===== RAW RECORDS
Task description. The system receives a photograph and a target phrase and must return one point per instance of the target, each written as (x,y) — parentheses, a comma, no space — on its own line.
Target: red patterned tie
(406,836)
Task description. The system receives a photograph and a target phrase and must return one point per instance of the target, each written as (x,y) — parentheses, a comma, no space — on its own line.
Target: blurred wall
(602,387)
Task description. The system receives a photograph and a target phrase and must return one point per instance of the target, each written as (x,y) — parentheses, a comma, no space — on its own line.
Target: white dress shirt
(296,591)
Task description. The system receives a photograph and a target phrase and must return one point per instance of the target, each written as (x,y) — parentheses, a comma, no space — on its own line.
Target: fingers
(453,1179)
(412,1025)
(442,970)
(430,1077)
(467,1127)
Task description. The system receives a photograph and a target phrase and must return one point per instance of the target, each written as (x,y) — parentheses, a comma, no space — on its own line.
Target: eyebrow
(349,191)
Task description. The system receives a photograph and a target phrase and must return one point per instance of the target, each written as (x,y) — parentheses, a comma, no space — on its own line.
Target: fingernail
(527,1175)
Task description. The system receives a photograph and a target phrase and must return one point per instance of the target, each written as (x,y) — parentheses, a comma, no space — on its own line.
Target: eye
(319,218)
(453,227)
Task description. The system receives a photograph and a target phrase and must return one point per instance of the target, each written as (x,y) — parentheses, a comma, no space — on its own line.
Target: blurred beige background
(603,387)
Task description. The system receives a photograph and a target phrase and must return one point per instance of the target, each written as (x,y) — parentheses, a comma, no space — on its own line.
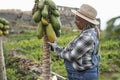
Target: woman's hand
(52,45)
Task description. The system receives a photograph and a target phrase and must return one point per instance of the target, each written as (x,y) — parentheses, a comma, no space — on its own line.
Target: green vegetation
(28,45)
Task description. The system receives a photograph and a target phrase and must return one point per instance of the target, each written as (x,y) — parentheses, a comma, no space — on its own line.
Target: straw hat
==========
- **GIVEN PROBLEM**: Count the lines in the listing above that contain the string "blurred". Give only the number.

- **SOLUTION**: 2